● **Task instructions**
Restate the whole of the material. Keep every word, and drop the pictures.
┌──
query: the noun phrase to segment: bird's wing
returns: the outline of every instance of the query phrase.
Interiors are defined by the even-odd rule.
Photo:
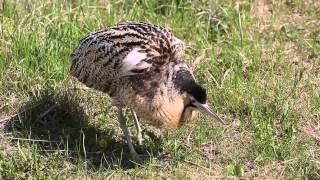
[[[162,27],[129,22],[89,34],[73,52],[71,72],[101,67],[120,76],[147,72],[182,55],[182,41]],[[89,70],[88,70],[89,71]]]
[[[183,44],[173,37],[170,42],[152,39],[147,44],[135,46],[121,63],[122,76],[132,76],[148,72],[152,67],[161,67],[183,55]]]

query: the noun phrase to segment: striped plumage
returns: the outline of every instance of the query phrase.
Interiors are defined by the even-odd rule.
[[[161,130],[176,128],[195,117],[197,105],[206,105],[206,92],[185,63],[182,46],[166,28],[120,23],[80,41],[71,55],[71,74],[109,94],[120,114],[129,107]]]

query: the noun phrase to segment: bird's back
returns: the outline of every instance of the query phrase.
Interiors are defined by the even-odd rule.
[[[123,79],[142,83],[148,78],[146,74],[154,74],[148,72],[160,72],[181,54],[181,41],[168,29],[146,23],[120,23],[83,38],[71,55],[70,71],[88,87],[112,95],[123,85]]]

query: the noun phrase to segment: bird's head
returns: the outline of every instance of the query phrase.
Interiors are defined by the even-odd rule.
[[[200,111],[225,124],[207,103],[206,90],[195,82],[189,69],[182,68],[176,72],[174,85],[179,89],[184,102],[181,121],[192,120],[196,115],[196,111]]]

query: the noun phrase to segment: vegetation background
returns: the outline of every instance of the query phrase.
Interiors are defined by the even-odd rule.
[[[319,9],[318,0],[0,0],[0,178],[320,179]],[[146,126],[140,164],[109,98],[68,73],[82,37],[129,20],[184,41],[228,122],[200,115],[163,139]]]

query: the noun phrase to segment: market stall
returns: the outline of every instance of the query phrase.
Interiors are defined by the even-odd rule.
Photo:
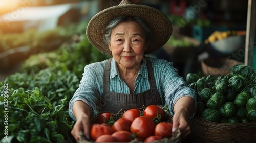
[[[0,112],[0,134],[4,135],[0,142],[77,142],[71,134],[75,121],[69,114],[69,102],[79,87],[84,66],[110,58],[87,37],[89,14],[120,1],[56,2],[47,5],[47,12],[40,5],[26,11],[29,16],[14,19],[23,21],[12,23],[22,30],[0,33],[0,73],[4,74],[0,74],[0,105],[4,109]],[[246,7],[244,2],[229,3],[232,1],[132,1],[155,6],[173,24],[169,40],[147,56],[172,62],[187,87],[195,91],[196,112],[189,120],[191,132],[182,140],[180,130],[171,130],[170,111],[158,105],[99,112],[90,120],[91,140],[81,132],[80,142],[103,141],[100,137],[105,134],[114,136],[115,142],[255,142],[256,1],[248,0]],[[230,12],[237,10],[233,8],[239,5],[236,3],[241,4],[241,11],[234,12],[238,16],[233,16]],[[58,25],[61,16],[74,8],[87,13],[86,17],[72,14],[69,16],[77,16],[78,22]],[[12,14],[0,15],[0,22],[6,23]],[[142,121],[142,116],[153,120]],[[139,126],[134,121],[142,123]],[[114,134],[120,130],[125,134]],[[153,135],[157,137],[150,138]]]

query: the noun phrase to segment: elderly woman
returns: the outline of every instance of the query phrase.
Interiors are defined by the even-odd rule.
[[[90,42],[112,58],[86,66],[79,88],[70,102],[76,121],[71,133],[78,141],[81,131],[90,139],[90,122],[99,111],[118,112],[143,105],[166,105],[174,131],[183,138],[190,132],[188,119],[195,112],[194,91],[187,87],[172,63],[148,58],[170,38],[172,24],[153,8],[122,1],[90,20]]]

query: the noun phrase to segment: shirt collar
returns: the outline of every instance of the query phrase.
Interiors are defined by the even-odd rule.
[[[141,75],[144,78],[148,79],[148,75],[147,74],[147,68],[146,66],[146,60],[145,58],[143,58],[141,61],[140,71],[139,71],[139,75]],[[112,58],[112,59],[111,59],[111,64],[110,68],[110,78],[114,78],[116,76],[118,76],[118,78],[121,80],[119,72],[116,65],[116,62],[114,58]]]

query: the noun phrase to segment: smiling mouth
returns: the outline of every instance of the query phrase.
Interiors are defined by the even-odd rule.
[[[123,58],[126,59],[126,60],[130,60],[133,58],[134,57],[132,57],[132,56],[124,56],[123,57]]]

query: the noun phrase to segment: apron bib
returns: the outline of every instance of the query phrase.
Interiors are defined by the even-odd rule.
[[[100,111],[117,113],[121,109],[126,111],[130,109],[141,108],[143,106],[162,105],[156,87],[152,66],[148,58],[146,58],[146,66],[148,71],[150,89],[137,94],[124,94],[110,92],[111,59],[109,59],[103,73],[103,93],[99,102]]]

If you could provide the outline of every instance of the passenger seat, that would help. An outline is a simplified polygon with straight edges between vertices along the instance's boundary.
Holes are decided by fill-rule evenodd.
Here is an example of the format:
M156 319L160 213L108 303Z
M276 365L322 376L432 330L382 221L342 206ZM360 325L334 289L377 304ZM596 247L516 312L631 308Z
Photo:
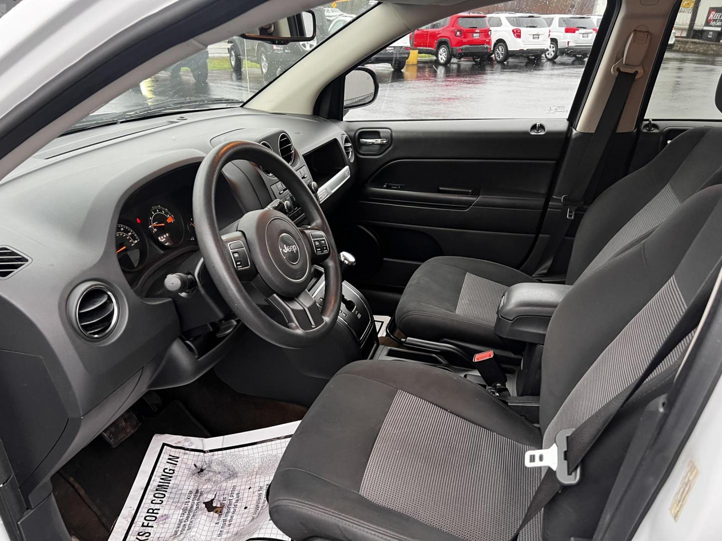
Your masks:
M680 203L722 182L722 128L696 128L607 188L583 219L566 283L584 279L648 236ZM469 258L433 258L409 281L396 312L404 335L503 347L496 310L515 283L536 281L511 267Z

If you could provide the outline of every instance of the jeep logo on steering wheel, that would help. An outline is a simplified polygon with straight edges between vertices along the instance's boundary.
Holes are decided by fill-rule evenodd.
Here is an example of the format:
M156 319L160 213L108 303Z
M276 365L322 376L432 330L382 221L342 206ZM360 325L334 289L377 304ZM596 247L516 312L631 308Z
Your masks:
└──
● **Correct response**
query: the noun phrase to segment: bird's wing
returns: the outline of every instance of the query phrase.
Interiors are defined by the even-odd rule.
Photo:
[[[162,27],[129,22],[89,34],[73,52],[71,72],[101,67],[120,76],[147,72],[182,55],[182,41]],[[89,70],[88,70],[89,71]]]
[[[183,44],[173,37],[170,42],[152,39],[147,44],[135,46],[121,63],[122,76],[132,76],[148,72],[152,67],[161,67],[183,55]]]

query: the noun phrase to segment: striped plumage
returns: the outline of every instance of the query phrase.
Interiors are defined by the even-odd rule.
[[[161,130],[176,128],[195,117],[197,105],[206,105],[206,92],[185,63],[182,46],[166,28],[120,23],[80,41],[71,55],[71,74],[109,94],[120,114],[129,107]]]

query: the noun phrase to segment: bird's back
returns: the outline of every instance of the query phrase.
Interiors are defined by the even-odd rule.
[[[123,79],[142,83],[148,78],[146,74],[154,74],[148,72],[160,72],[181,54],[181,41],[168,29],[146,23],[120,23],[83,38],[71,55],[70,71],[88,87],[112,95],[123,85]]]

query: the noun phrase to segment: bird's head
returns: the outline of every instance of the query phrase.
Interiors are defined by the even-odd rule.
[[[200,111],[225,124],[207,103],[206,90],[195,82],[189,69],[182,68],[176,72],[174,85],[179,89],[184,102],[181,121],[192,120],[196,115],[196,111]]]

query: the noun phrase to segment: vegetation background
returns: the outline of every instance of the query phrase.
Interiors are defined by the even-odd rule.
[[[319,9],[318,0],[0,0],[0,178],[320,179]],[[146,126],[140,164],[109,98],[68,73],[82,37],[129,20],[184,41],[228,122],[200,115],[163,139]]]

query: the noun phrase to segment: market stall
returns: the outline of every instance of the query phrase.
Interiors are defined by the even-odd rule.
Photo:
[[[0,112],[0,134],[4,135],[0,142],[77,142],[71,134],[75,121],[69,114],[69,102],[79,87],[84,66],[110,58],[87,37],[89,14],[120,1],[56,2],[47,5],[47,12],[40,5],[26,11],[29,16],[14,19],[23,21],[12,23],[22,30],[0,33],[0,73],[4,74],[0,74],[0,105],[4,109]],[[246,7],[244,2],[229,3],[232,1],[132,1],[155,6],[173,24],[169,40],[147,56],[172,62],[187,87],[195,91],[196,112],[189,120],[191,132],[182,140],[180,130],[171,130],[170,111],[158,105],[99,112],[90,120],[91,140],[81,132],[80,142],[103,141],[100,137],[105,134],[114,136],[115,142],[255,142],[256,1],[248,0]],[[230,12],[237,10],[233,8],[239,5],[236,3],[241,4],[241,11],[234,12],[238,16],[233,16]],[[58,25],[61,16],[74,8],[87,13],[86,17],[72,14],[69,16],[77,16],[78,22]],[[12,14],[0,15],[0,22],[6,23]],[[142,121],[142,116],[153,120]],[[139,126],[134,121],[142,123]],[[114,134],[120,130],[125,134]],[[153,135],[157,137],[150,138]]]

query: the noun phrase to segment: elderly woman
returns: the outline of every instance of the query phrase.
Interiors are defined by the even-odd rule.
[[[90,42],[112,58],[86,66],[79,88],[70,102],[76,121],[71,133],[78,141],[81,131],[90,139],[90,122],[99,111],[118,112],[143,105],[166,105],[174,131],[183,138],[190,132],[188,119],[195,112],[194,91],[187,87],[172,63],[148,58],[170,38],[172,24],[153,8],[122,1],[90,20]]]

query: the noun phrase to segment: shirt collar
returns: the outline of every instance of the query phrase.
Interiors are defined by the even-odd rule.
[[[141,75],[144,78],[148,79],[148,75],[147,74],[147,68],[146,66],[146,60],[145,58],[143,58],[141,61],[140,71],[139,71],[139,75]],[[112,58],[112,59],[111,59],[111,64],[110,68],[110,78],[114,78],[116,76],[118,76],[118,78],[121,80],[119,72],[116,65],[116,62],[114,58]]]

query: the noun phrase to segment: smiling mouth
returns: the outline of every instance of the query phrase.
Interiors are defined by the even-odd rule.
[[[123,58],[126,59],[126,60],[130,60],[133,58],[134,57],[132,57],[132,56],[124,56],[123,57]]]

query: the noun phrase to segment: apron bib
returns: the outline of every instance of the query phrase.
Interiors are defined by the even-odd rule.
[[[100,111],[117,113],[121,109],[126,111],[130,109],[141,108],[143,106],[162,105],[156,87],[152,66],[148,58],[146,58],[146,66],[148,71],[150,89],[137,94],[124,94],[110,92],[111,59],[109,59],[103,73],[103,93],[99,102]]]

If you could provide the outline of every instance of the passenger seat, that would help. An outline is a simplified polygon with straight edges between vertices along the instance's boundary.
Holes are decided by fill-rule evenodd.
Here is an example of the format:
M156 319L160 213L108 303Z
M276 365L322 376L432 330L382 221L342 206ZM360 325L334 289L377 304ZM596 247L516 312L631 308Z
Photo:
Your masks:
M680 203L722 182L722 128L696 128L607 188L583 219L566 283L584 279L648 236ZM469 258L433 258L409 281L396 312L404 335L503 347L496 310L515 283L536 281L511 267Z

If you could provide the outline of every instance of the jeep logo on steering wheel, that would help. An outline is a simplified polygon with straight edges between vertices along the instance's boundary.
Holes are decided by fill-rule evenodd.
Here is an example of the format:
M156 319L160 213L108 303Z
M276 365L322 376L432 330L382 221L342 206ZM360 325L334 289L377 304ZM596 247L516 312L631 308Z
Your masks:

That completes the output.